Work to complete. Write the entries out again exactly; any picture among them gets left out.

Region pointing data

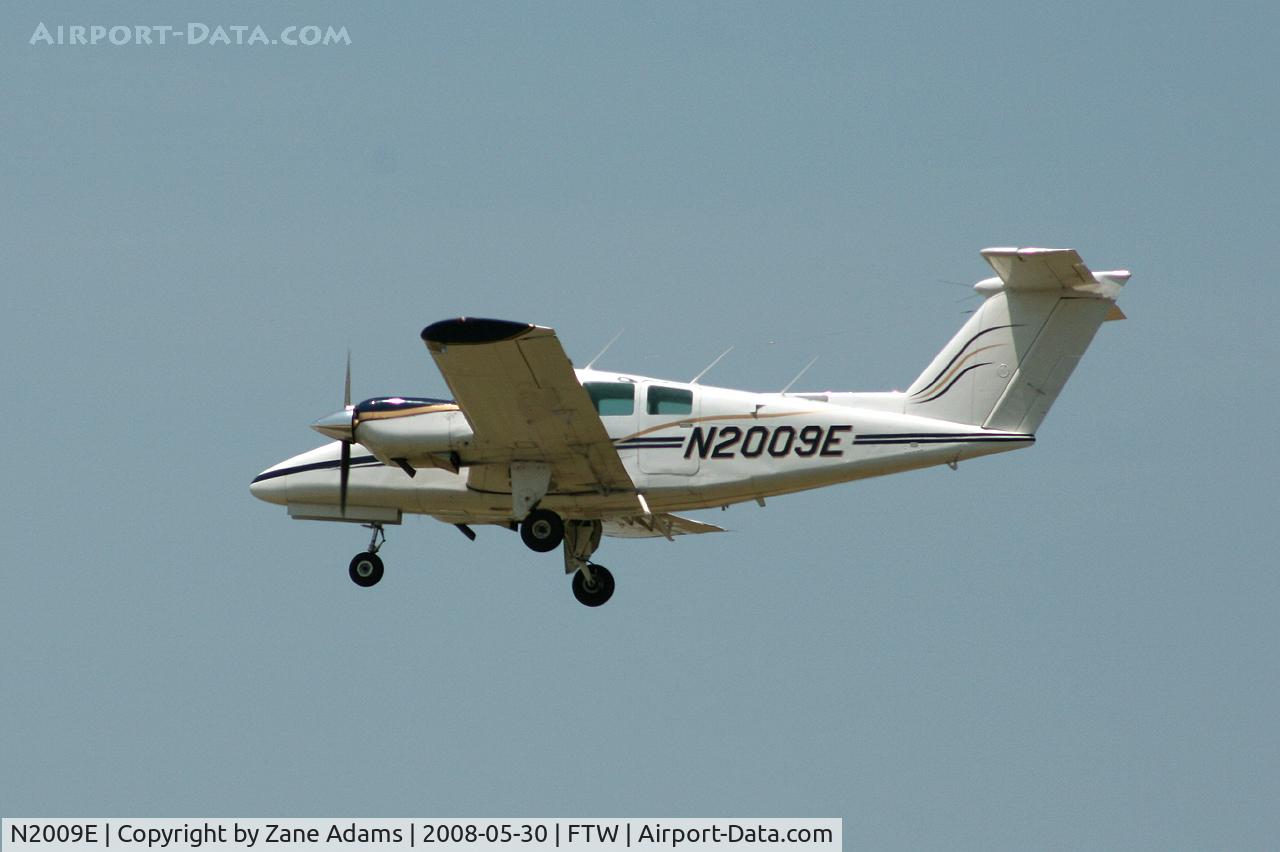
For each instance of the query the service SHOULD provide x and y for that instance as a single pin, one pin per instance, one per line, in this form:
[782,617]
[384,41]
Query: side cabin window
[670,401]
[612,398]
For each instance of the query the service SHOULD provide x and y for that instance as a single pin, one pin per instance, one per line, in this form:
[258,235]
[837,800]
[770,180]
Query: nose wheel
[593,585]
[366,568]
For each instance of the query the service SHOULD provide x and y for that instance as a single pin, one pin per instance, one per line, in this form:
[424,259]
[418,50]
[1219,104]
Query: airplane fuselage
[685,447]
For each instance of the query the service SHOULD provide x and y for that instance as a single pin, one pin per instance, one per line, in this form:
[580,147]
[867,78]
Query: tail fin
[1011,358]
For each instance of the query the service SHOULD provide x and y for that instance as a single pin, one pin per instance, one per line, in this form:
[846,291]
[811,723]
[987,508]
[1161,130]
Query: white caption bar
[517,834]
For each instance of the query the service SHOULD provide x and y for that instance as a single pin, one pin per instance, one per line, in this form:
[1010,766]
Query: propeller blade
[344,475]
[346,389]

Answer box.
For each instance of the query the service SHOULD provide x and y for that instance as a single pin, one pin per instance, one per line, in this form:
[782,617]
[384,41]
Query: side cabin window
[670,401]
[612,398]
For each instance of the query the service SHOULD provide x and y for that instance as a single pin, one pin per instance, one per line, in this form:
[258,235]
[837,800]
[770,180]
Query: nose wheel
[593,585]
[366,568]
For each instance of the query the service SHOULD provide x and y for that instance as a single pin, one pin per instance, one per line, in this form:
[424,259]
[418,50]
[1219,104]
Query: airplane fuselage
[685,447]
For each instance of the query the service SHOULD provide x and y for that instance as a single pin, one pin per instance, one per line, in this form:
[580,147]
[867,78]
Query: tail fin
[1011,358]
For each instance of the query the service SHOULD provide x and y for that instance as a single pin, one pin per instance, one per line, in this form:
[846,291]
[811,723]
[987,508]
[1161,130]
Query: white caption bar
[517,834]
For each instance of the query the service SHOULD provide x and y for that instance as a single pin, one pin per instance, one per line, in this form:
[1010,766]
Query: propeller blade
[344,475]
[346,389]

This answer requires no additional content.